Task statement: For each line in the data below that holds "chimney", return a copy.

Photo-based referring expression data:
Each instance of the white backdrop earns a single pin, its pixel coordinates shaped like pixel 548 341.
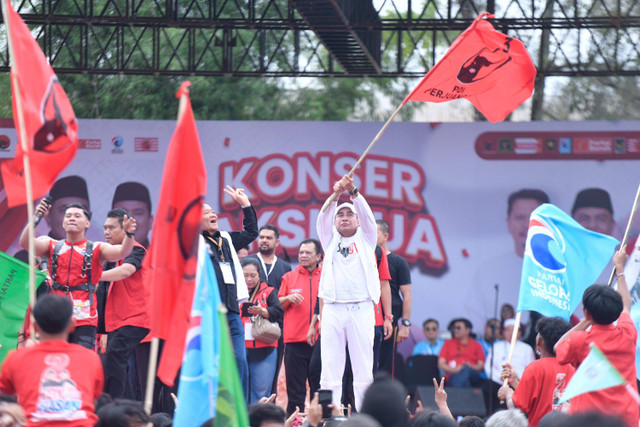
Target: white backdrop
pixel 446 203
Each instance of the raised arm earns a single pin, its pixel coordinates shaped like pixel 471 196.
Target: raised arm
pixel 249 231
pixel 42 242
pixel 619 260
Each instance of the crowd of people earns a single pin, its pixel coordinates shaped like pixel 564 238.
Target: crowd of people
pixel 332 323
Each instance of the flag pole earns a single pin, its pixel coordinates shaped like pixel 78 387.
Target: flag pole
pixel 514 338
pixel 626 232
pixel 155 341
pixel 353 169
pixel 26 164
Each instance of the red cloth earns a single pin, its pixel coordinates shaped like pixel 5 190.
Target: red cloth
pixel 489 68
pixel 50 125
pixel 60 385
pixel 126 300
pixel 171 261
pixel 542 381
pixel 455 353
pixel 261 298
pixel 383 274
pixel 297 318
pixel 618 343
pixel 69 273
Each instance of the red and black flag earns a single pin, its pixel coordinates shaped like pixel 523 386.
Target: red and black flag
pixel 42 114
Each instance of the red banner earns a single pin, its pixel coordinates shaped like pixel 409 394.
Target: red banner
pixel 171 261
pixel 490 69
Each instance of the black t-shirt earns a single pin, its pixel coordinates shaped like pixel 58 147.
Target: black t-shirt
pixel 400 275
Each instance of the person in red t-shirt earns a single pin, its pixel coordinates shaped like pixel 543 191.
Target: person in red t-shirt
pixel 602 305
pixel 126 317
pixel 297 294
pixel 462 357
pixel 261 355
pixel 543 380
pixel 69 273
pixel 56 382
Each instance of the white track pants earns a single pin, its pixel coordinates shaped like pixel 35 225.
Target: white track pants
pixel 352 325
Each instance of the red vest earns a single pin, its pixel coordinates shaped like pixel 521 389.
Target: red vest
pixel 127 301
pixel 69 273
pixel 264 291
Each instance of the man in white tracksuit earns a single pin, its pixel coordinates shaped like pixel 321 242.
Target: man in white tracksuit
pixel 349 288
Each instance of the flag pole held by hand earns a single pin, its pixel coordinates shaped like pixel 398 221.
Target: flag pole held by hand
pixel 334 196
pixel 626 232
pixel 514 338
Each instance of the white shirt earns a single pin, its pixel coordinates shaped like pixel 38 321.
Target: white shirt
pixel 348 272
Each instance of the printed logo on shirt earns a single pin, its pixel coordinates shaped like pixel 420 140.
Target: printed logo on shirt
pixel 58 397
pixel 349 250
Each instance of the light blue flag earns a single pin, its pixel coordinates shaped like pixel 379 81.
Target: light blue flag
pixel 198 389
pixel 561 260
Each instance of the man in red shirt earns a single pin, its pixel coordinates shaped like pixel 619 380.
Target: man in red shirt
pixel 126 318
pixel 462 357
pixel 538 391
pixel 56 382
pixel 298 293
pixel 75 271
pixel 602 305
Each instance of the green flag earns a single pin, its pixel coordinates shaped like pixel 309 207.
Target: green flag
pixel 231 408
pixel 14 300
pixel 594 373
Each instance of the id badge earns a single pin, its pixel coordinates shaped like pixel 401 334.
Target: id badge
pixel 81 309
pixel 227 274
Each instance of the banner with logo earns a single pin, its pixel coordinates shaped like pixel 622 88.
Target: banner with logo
pixel 443 188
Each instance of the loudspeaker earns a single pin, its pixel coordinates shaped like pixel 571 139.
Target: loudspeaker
pixel 462 401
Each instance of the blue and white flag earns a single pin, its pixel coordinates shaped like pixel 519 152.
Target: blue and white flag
pixel 561 260
pixel 198 389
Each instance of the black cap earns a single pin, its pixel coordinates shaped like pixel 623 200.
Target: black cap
pixel 70 186
pixel 592 198
pixel 132 191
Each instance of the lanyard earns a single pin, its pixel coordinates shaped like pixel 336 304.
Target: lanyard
pixel 219 245
pixel 264 266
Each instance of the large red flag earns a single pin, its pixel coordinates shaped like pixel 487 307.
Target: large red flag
pixel 490 69
pixel 171 261
pixel 49 121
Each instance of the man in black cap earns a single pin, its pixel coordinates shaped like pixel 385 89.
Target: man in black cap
pixel 593 210
pixel 70 189
pixel 134 198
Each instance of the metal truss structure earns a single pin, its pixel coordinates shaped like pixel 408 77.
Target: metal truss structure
pixel 322 38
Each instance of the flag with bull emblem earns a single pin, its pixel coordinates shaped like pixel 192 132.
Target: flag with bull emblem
pixel 490 69
pixel 42 114
pixel 561 259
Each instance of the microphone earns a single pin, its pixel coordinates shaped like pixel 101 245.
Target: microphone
pixel 49 201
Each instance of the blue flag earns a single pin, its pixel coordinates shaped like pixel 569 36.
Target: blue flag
pixel 198 389
pixel 561 260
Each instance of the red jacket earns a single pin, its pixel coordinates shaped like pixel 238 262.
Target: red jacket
pixel 266 298
pixel 297 318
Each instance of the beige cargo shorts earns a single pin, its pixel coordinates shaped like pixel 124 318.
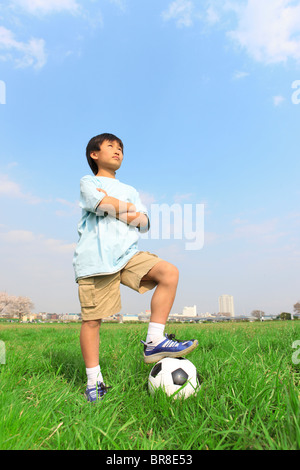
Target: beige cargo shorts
pixel 100 297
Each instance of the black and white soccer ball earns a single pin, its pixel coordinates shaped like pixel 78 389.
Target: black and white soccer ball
pixel 178 377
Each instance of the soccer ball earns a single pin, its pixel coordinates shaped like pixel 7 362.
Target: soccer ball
pixel 178 377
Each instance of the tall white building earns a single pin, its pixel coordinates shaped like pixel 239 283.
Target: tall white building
pixel 226 304
pixel 190 311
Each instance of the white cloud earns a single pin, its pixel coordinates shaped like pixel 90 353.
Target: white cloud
pixel 180 11
pixel 31 53
pixel 277 100
pixel 12 189
pixel 44 7
pixel 37 242
pixel 268 30
pixel 238 75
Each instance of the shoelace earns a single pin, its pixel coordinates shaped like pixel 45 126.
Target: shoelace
pixel 103 388
pixel 172 337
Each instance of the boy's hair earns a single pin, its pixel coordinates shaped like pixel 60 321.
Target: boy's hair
pixel 94 146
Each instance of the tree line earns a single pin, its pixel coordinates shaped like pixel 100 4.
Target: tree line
pixel 283 315
pixel 15 305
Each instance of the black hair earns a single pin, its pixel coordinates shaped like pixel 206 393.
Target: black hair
pixel 94 146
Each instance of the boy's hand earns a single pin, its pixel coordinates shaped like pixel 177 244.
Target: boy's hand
pixel 115 206
pixel 102 191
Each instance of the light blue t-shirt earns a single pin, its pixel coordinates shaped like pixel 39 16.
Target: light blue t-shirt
pixel 105 243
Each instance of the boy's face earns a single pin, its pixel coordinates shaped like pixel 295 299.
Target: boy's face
pixel 109 158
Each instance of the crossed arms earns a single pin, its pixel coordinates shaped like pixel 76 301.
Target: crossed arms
pixel 124 211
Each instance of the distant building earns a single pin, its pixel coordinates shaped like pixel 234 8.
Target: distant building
pixel 226 305
pixel 189 311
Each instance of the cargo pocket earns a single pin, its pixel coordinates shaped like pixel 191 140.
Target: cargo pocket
pixel 87 295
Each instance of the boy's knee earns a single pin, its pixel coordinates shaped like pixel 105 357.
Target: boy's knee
pixel 92 323
pixel 171 273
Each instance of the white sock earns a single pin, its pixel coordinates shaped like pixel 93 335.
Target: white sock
pixel 93 375
pixel 155 333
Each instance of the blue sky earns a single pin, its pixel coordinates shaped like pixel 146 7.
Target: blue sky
pixel 201 94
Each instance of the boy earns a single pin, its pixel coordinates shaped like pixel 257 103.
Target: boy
pixel 107 254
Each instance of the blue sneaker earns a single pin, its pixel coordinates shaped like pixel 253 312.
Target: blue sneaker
pixel 96 393
pixel 169 347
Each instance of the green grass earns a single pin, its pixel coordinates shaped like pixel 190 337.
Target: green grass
pixel 249 398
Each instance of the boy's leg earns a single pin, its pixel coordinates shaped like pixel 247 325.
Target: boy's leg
pixel 157 346
pixel 89 342
pixel 166 276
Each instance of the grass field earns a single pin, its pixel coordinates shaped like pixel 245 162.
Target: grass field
pixel 249 398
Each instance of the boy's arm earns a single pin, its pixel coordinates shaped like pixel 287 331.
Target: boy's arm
pixel 137 219
pixel 124 211
pixel 114 206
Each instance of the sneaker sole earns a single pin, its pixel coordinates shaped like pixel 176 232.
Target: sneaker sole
pixel 158 356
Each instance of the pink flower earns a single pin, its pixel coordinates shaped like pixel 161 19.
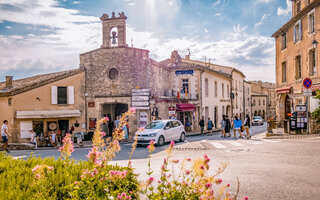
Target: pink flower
pixel 132 109
pixel 219 181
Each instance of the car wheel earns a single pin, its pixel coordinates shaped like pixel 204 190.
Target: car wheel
pixel 161 141
pixel 182 137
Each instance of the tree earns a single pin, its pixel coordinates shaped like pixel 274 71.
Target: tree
pixel 316 113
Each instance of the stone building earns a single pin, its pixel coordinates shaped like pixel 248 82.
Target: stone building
pixel 44 103
pixel 297 57
pixel 263 99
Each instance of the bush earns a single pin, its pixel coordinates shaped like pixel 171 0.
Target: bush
pixel 36 178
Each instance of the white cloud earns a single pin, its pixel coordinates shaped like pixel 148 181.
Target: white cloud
pixel 285 11
pixel 263 18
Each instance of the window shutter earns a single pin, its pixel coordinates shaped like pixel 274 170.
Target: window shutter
pixel 54 97
pixel 294 33
pixel 300 30
pixel 70 95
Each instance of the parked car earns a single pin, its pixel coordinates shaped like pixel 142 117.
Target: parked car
pixel 257 120
pixel 162 131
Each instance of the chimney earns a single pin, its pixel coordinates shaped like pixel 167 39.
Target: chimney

Written response:
Each instance of the chimney earns a single pin, its pixel coordinates shaped like pixel 167 39.
Target: chimney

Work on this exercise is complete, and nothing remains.